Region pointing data
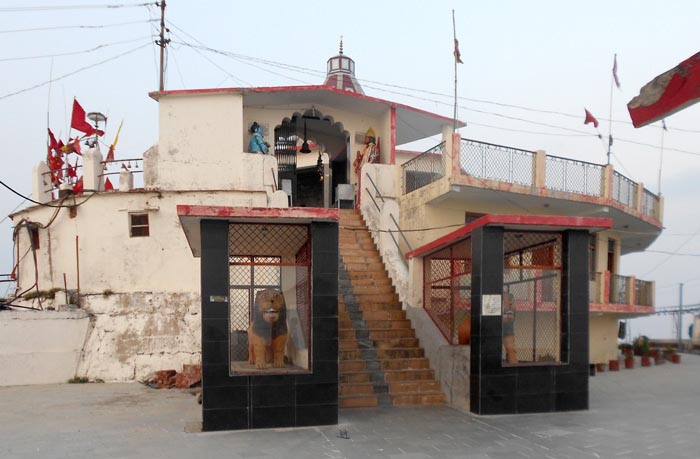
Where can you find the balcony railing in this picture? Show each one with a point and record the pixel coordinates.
(424, 169)
(497, 162)
(522, 167)
(574, 176)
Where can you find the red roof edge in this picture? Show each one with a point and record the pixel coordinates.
(511, 220)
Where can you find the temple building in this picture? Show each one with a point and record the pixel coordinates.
(480, 275)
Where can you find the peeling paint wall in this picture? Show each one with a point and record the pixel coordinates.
(40, 347)
(137, 333)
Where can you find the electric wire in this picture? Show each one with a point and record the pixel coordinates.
(66, 75)
(21, 9)
(103, 26)
(71, 53)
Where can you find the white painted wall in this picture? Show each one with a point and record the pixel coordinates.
(40, 347)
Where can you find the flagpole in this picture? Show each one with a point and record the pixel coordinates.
(454, 34)
(612, 82)
(661, 156)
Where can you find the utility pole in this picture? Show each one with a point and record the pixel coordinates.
(162, 42)
(680, 319)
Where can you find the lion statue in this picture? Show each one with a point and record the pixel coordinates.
(267, 334)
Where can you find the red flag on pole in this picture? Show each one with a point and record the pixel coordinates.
(617, 80)
(78, 120)
(458, 56)
(78, 186)
(667, 94)
(590, 119)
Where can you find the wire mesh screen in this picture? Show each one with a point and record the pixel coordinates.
(532, 311)
(624, 190)
(447, 288)
(650, 204)
(574, 176)
(269, 304)
(424, 169)
(496, 162)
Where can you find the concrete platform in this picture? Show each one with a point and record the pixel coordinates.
(645, 412)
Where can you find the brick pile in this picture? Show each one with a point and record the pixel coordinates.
(190, 376)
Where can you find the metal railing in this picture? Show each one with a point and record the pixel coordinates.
(650, 204)
(424, 169)
(574, 176)
(396, 224)
(496, 162)
(624, 190)
(643, 293)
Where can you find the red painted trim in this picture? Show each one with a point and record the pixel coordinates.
(511, 220)
(311, 213)
(393, 136)
(277, 89)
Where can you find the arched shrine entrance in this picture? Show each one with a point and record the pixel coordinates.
(312, 156)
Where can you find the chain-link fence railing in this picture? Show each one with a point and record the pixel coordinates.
(497, 162)
(574, 176)
(424, 169)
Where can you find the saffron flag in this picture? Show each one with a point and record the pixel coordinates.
(667, 94)
(78, 122)
(458, 56)
(615, 77)
(110, 153)
(590, 119)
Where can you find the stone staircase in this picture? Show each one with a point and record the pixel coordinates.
(381, 361)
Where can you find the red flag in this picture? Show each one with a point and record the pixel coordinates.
(78, 186)
(78, 120)
(590, 119)
(617, 80)
(458, 56)
(53, 145)
(668, 93)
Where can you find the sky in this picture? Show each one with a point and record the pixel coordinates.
(529, 70)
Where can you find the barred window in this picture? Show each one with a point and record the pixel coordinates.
(532, 309)
(269, 295)
(138, 225)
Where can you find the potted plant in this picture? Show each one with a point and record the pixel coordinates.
(627, 352)
(641, 347)
(671, 354)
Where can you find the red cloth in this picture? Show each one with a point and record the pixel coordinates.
(590, 119)
(78, 121)
(668, 93)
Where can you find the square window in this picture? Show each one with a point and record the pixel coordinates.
(138, 225)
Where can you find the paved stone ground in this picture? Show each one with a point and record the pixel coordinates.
(645, 412)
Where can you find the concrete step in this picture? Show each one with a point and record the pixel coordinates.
(414, 387)
(409, 375)
(436, 398)
(366, 388)
(358, 401)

▶ [TASK]
Make an exact copy of the records above, one that has none of the pictures.

▶ [RESULT BELOW]
Where can you find the balcony railing in this picture? Show each one with a point and record the pixel coordinates.
(424, 169)
(497, 162)
(522, 167)
(574, 176)
Where can you find the red roof edge in this picture? Show each one with a point and record the pixel coordinates.
(511, 220)
Where can you find the temple building in this picture? Show each one with a point and record the pixel coordinates.
(480, 275)
Where can you find the peeling paint wall in this picture? Show each one with a point and record the pixel coordinates.
(40, 347)
(137, 333)
Where can you find the electric wire in this picture? Show each one with a point and record the pixel coordinates.
(66, 75)
(21, 9)
(103, 26)
(71, 53)
Where can you find the white painted wall in this picture? Show each one with a point and record the pixel coordinates.
(40, 347)
Where can you find the flagpole in this picture? Show each one with a point and record the pixel coordinates.
(454, 34)
(612, 82)
(661, 156)
Where can you find the utility pole in this picture? Show each one with a point and record the pixel coordinates.
(162, 42)
(680, 319)
Where can you find the lion statue in this picture? Show each one with a point and record the pixel coordinates.
(267, 334)
Where can you find the red flag on pole in this picture? Show each one with a point and record the pixel coordinates.
(617, 80)
(78, 120)
(458, 56)
(78, 186)
(667, 94)
(590, 119)
Where can you find the wire mesh screen in this picture? Show each one with a point and record the pixel coordinates.
(532, 311)
(624, 190)
(447, 288)
(650, 204)
(574, 176)
(269, 304)
(424, 169)
(496, 162)
Where can you find the concrete platform in this picture? Show each one with a point and record the pixel coordinates.
(645, 412)
Where can you find the brick pile in this picture? Show each one with a point and record the pixel coordinates.
(190, 376)
Where can you find the metal railing in this picture? Show each one with a point and record the pixel coordinates.
(650, 204)
(424, 169)
(574, 176)
(396, 224)
(496, 162)
(624, 190)
(643, 293)
Where can you find the red painted trim in this picture? Show each one with a point and record the pixel coordinates.
(511, 220)
(311, 213)
(393, 136)
(277, 89)
Where can you find the arched shrine entrance in this picture? Show each one with a point and record the pixel coordinates.
(312, 156)
Where can you find the chain-link fence railing in this picture? Show each one with a point and record the pixel coordinates.
(497, 162)
(574, 176)
(424, 169)
Where can you find the saffron flag in this picture? Show each one with a point and record the pixel coordinates.
(667, 94)
(78, 122)
(458, 56)
(615, 77)
(110, 153)
(590, 119)
Where can you find the stone staircase in this picture? Show each one with a point and record the pixel coordinates.
(381, 361)
Where can you find the red flag in this picture? Show each one with a point and record the pixel coordinates.
(78, 186)
(78, 120)
(590, 119)
(617, 80)
(458, 56)
(53, 145)
(668, 93)
Where can you find the sky in this picture? Show each one with a point and record the pixel coordinates.
(529, 70)
Where can you find the barred window in this picture? Show each one with a point and record the pixel coordinates.
(532, 309)
(269, 295)
(138, 225)
Where can you find the potted plant in this picture? Show each one with a point and record the pixel coordinates.
(627, 352)
(641, 347)
(671, 354)
Where can you find the red cloth in this picture? Show each one with a point and record the pixel coordinates.
(590, 119)
(78, 121)
(668, 93)
Where can you find the square window in this picture? Show each one with a point and record the pixel coordinates.
(138, 225)
Where can you find the paved stone ground in this picture? Show each one with a point and record the pixel coordinates.
(645, 412)
Where can you find the concrete step in this picture? Show each one with a point and record the pixel coordinates.
(414, 387)
(409, 375)
(436, 398)
(366, 388)
(358, 401)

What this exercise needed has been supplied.